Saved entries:
· · ·

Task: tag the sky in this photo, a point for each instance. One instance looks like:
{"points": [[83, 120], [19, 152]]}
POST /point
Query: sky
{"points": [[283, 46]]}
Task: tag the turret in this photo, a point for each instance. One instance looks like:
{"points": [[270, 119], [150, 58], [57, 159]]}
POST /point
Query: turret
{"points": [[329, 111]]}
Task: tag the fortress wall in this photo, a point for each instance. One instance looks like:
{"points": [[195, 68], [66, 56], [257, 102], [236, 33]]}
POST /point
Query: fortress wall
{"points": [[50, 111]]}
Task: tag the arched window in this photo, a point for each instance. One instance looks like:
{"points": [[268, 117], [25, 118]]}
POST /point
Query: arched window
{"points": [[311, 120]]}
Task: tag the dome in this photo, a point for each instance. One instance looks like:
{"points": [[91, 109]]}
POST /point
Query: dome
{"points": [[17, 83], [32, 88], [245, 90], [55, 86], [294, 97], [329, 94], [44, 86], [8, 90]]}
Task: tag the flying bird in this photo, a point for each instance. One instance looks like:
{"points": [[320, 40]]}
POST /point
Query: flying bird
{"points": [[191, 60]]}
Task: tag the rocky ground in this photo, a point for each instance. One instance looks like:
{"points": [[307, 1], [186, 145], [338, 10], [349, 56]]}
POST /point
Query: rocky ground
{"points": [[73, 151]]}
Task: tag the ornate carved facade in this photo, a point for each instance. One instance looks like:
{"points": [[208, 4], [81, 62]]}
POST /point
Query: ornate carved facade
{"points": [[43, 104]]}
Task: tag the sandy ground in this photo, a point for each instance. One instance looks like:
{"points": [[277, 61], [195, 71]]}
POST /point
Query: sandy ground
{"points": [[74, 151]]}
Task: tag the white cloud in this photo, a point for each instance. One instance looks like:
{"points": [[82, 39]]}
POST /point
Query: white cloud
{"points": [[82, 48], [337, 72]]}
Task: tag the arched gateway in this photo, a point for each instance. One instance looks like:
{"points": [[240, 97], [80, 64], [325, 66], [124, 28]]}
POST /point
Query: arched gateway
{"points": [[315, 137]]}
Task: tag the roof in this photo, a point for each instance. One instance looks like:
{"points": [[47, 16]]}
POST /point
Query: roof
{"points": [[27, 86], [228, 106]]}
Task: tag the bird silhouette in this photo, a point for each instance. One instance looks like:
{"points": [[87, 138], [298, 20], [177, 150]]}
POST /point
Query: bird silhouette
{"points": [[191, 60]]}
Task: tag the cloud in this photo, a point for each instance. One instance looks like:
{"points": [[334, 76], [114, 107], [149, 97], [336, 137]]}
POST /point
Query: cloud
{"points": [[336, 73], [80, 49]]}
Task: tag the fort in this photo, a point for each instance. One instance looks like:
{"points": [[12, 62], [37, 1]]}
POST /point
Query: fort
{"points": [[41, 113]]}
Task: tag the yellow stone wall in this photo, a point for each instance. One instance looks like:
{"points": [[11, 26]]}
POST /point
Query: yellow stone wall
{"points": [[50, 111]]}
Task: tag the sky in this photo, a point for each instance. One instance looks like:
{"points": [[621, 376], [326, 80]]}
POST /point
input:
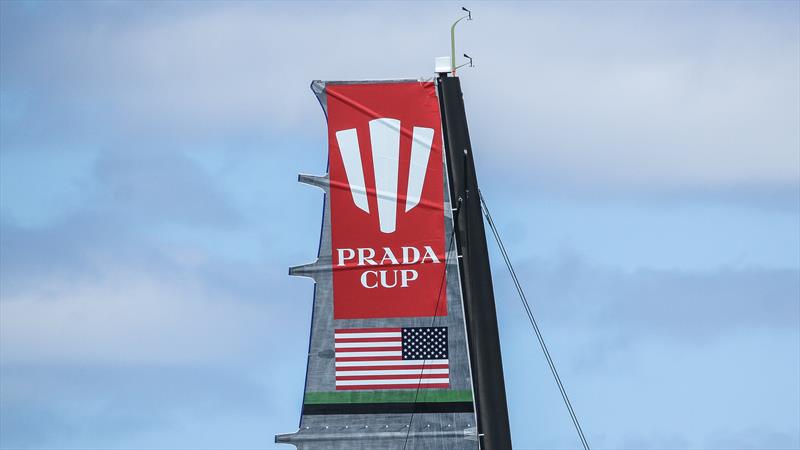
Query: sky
{"points": [[641, 160]]}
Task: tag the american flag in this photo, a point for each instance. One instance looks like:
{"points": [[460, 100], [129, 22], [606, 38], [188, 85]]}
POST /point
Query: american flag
{"points": [[391, 358]]}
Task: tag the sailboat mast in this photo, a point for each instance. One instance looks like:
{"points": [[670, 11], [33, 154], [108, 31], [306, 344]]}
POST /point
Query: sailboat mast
{"points": [[476, 278]]}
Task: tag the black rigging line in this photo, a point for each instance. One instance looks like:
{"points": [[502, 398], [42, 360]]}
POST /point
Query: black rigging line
{"points": [[535, 325]]}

· · ·

TASK TO CARRY OUT:
Transcribe the records above exactly, skipping pictures.

TASK ANSWER:
Task: tag the sky in this photo, a point for each instance. One instance looks like:
{"points": [[83, 120], [19, 152]]}
POST /point
Query: sky
{"points": [[283, 46]]}
Task: tag the turret in this photo, a point for each instance. One instance looks like:
{"points": [[270, 119], [150, 58], [57, 159]]}
POST /point
Query: turret
{"points": [[329, 111]]}
Task: tag the fortress wall in this photo, a point for each instance. One instance looks like:
{"points": [[195, 68], [66, 56], [257, 102], [236, 33]]}
POST /point
Query: fortress wall
{"points": [[50, 111]]}
Task: tag the arched window in this photo, a point for each instance. One instance looks like:
{"points": [[268, 117], [25, 118]]}
POST /point
Query: arched window
{"points": [[311, 120]]}
Task: tag the dome in this photo, a point for each instance. One instance looks like:
{"points": [[91, 109]]}
POST /point
Query: dome
{"points": [[17, 83], [32, 88], [245, 90], [55, 86], [294, 97], [329, 94], [44, 86], [8, 90]]}
Task: tag the flying bird in this photo, a point for each instance. One instance looks like:
{"points": [[320, 40]]}
POST /point
Query: flying bird
{"points": [[191, 60]]}
Task: tag the rocky ground in this photo, a point for each instance. One instance looks like:
{"points": [[307, 1], [186, 145], [338, 10], [349, 56]]}
POST /point
Query: rocky ground
{"points": [[73, 151]]}
Task: tag the ornate carved facade in this photo, a point for each instance. One instance looks like:
{"points": [[208, 4], [81, 62]]}
POST /point
Query: ornate carved facade
{"points": [[43, 104]]}
Task: tag the sandy ground in this photo, a point for each instance. One instance looks like:
{"points": [[277, 61], [195, 71]]}
POST /point
Query: sandy ground
{"points": [[74, 151]]}
Task: tag the white cloud in this photo, a point for each instance. One instance looks like:
{"points": [[82, 39]]}
POST /point
Query: white cloud
{"points": [[82, 48], [337, 72]]}
Task: tag the arched gateway in this photo, a point for each instance. One instance looks like:
{"points": [[240, 97], [80, 64], [325, 66], [124, 28]]}
POST /point
Query: arched gateway
{"points": [[315, 137]]}
Task: tag the roof in this photo, a point for each instance. One instance looks like:
{"points": [[47, 16]]}
POST /point
Query: roof
{"points": [[27, 86], [228, 106]]}
Task: tag the bird silhouette in this photo, a point for each instance. One instance looks like:
{"points": [[87, 138], [298, 20], [177, 150]]}
POST /point
Query: bird silhouette
{"points": [[191, 60]]}
Task: tag the cloud in this photo, a point for each instance. One instance looks like:
{"points": [[334, 76], [114, 107], [149, 97], [336, 137]]}
POST /point
Query: cloud
{"points": [[336, 73], [80, 49]]}
Task: tag the fort in this photo, a point for each instance. One instance looks like:
{"points": [[12, 62], [37, 1]]}
POST /point
Query: fort
{"points": [[41, 113]]}
Task: tag the yellow stone wall in this photo, a point for each instance. One instance looks like:
{"points": [[11, 26]]}
POST /point
Query: yellow stone wall
{"points": [[50, 111]]}
Task: tag the sky in this photo, a point for each instance. One instance looks like:
{"points": [[621, 376], [326, 80]]}
POST /point
input:
Query: sky
{"points": [[641, 160]]}
Task: tag the american flag in this photo, a point for each instance. One instance looks like:
{"points": [[460, 100], [129, 22], [606, 38], [188, 85]]}
POST /point
Query: american flag
{"points": [[391, 358]]}
Task: tag the sailboat mast in this photo, a point for each instance. One instance looks like:
{"points": [[670, 11], [33, 154], [108, 31], [306, 344]]}
POST /point
Query: sailboat mast
{"points": [[476, 278]]}
Task: tag the black rigging line in this photo, a point for each instance. One instance looks like:
{"points": [[502, 398], [42, 360]]}
POST /point
Query: black rigging line
{"points": [[535, 325]]}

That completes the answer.